**Information:**
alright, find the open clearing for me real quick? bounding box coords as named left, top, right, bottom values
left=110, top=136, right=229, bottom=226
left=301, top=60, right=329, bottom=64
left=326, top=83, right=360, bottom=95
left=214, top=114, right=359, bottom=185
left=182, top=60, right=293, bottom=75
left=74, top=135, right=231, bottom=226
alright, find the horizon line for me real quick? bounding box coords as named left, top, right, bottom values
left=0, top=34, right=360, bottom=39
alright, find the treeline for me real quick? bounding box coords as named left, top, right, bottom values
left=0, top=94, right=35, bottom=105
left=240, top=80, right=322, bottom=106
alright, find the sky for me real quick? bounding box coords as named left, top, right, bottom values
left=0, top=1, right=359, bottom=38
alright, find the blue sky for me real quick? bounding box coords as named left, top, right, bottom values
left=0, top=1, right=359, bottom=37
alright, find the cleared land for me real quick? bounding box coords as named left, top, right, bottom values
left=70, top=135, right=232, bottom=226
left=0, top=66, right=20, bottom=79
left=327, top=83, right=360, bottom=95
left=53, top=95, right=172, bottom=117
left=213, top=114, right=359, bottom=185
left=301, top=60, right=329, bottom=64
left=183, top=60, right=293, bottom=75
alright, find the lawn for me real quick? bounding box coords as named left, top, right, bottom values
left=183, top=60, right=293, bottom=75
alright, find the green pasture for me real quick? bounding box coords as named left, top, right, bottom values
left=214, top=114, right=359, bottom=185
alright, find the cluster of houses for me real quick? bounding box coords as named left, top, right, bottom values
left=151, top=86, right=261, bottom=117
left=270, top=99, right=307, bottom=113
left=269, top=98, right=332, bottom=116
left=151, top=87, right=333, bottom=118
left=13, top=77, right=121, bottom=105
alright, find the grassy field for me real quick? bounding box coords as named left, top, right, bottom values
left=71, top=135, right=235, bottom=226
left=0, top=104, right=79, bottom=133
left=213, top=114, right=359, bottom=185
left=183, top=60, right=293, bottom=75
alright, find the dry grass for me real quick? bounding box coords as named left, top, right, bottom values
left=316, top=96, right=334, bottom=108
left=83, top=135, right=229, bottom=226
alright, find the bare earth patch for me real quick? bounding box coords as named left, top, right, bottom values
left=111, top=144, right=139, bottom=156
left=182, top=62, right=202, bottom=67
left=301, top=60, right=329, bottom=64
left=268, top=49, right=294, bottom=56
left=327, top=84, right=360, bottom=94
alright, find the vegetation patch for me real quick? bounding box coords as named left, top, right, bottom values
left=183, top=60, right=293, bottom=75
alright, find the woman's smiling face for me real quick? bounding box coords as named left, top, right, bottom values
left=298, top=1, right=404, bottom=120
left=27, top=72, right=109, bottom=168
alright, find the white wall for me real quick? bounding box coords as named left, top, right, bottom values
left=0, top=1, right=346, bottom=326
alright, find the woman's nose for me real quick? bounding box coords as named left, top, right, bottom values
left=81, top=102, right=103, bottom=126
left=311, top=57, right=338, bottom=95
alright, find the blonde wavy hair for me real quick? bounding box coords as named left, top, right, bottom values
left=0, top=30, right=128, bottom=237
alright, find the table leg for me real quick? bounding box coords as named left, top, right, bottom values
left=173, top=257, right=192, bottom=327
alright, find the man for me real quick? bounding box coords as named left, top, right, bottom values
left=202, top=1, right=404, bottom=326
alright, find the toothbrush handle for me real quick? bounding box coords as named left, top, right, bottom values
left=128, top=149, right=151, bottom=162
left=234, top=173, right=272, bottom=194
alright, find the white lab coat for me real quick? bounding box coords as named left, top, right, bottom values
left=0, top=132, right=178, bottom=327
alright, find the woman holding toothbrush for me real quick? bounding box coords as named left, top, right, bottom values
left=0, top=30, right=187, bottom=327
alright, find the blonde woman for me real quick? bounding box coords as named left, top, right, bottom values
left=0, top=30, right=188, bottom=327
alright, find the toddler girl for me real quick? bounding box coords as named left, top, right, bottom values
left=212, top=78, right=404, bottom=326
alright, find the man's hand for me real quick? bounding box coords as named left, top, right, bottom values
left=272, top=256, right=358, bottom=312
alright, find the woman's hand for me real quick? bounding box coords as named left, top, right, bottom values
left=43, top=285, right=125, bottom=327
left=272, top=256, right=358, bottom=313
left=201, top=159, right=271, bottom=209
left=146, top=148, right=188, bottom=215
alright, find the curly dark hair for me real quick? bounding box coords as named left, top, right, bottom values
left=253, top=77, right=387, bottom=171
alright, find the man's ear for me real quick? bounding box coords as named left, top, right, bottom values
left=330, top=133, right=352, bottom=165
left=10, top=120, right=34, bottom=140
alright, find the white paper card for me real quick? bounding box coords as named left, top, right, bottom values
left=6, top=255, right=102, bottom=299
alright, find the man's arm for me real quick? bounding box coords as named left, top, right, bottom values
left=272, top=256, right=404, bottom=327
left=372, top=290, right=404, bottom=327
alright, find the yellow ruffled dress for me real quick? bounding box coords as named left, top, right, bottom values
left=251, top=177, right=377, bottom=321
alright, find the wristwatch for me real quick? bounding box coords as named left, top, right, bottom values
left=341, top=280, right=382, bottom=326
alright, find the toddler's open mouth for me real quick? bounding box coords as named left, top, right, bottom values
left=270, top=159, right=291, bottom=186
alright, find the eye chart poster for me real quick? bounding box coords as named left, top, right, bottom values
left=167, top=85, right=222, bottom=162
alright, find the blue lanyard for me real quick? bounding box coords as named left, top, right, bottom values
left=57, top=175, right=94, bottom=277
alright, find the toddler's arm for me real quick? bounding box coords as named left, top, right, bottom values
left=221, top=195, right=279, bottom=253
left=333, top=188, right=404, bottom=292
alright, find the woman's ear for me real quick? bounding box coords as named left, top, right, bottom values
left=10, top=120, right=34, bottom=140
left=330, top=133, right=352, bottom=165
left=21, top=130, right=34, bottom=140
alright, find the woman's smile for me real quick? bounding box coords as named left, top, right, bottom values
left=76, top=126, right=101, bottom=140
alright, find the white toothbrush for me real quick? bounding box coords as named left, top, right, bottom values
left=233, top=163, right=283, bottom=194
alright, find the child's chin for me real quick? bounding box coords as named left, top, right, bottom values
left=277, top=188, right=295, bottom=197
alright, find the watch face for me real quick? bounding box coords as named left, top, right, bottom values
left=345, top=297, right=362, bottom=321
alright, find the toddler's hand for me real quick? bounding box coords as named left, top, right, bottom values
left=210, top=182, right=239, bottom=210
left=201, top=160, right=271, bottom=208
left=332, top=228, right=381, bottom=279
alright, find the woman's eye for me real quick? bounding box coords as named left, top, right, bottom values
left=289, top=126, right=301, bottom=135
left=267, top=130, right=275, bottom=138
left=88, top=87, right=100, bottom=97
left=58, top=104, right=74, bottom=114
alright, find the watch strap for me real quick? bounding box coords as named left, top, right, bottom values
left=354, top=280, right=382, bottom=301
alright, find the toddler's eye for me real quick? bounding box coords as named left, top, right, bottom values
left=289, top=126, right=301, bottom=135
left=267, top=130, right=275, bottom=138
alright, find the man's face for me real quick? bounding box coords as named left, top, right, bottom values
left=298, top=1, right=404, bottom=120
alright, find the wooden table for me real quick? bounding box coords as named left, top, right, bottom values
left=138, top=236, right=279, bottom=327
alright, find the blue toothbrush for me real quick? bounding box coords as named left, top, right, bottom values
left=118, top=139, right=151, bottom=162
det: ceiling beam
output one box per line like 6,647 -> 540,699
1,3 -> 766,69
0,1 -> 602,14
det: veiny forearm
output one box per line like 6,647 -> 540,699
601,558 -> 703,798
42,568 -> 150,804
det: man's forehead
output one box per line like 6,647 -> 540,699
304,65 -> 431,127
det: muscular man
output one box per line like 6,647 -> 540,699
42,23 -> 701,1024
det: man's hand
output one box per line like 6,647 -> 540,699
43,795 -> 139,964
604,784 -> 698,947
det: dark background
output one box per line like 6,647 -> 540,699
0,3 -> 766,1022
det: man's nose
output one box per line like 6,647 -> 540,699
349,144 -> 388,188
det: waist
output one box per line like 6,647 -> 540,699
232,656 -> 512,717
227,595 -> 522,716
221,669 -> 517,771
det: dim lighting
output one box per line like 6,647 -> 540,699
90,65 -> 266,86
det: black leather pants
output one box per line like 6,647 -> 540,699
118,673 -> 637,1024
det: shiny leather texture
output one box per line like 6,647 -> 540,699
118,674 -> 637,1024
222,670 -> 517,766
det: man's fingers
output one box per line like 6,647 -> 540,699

**Exercise aim:** Look over the records. Copy the lines that include the word "leather".

**Solution for this task:**
det: black leather pants
det: shiny leather texture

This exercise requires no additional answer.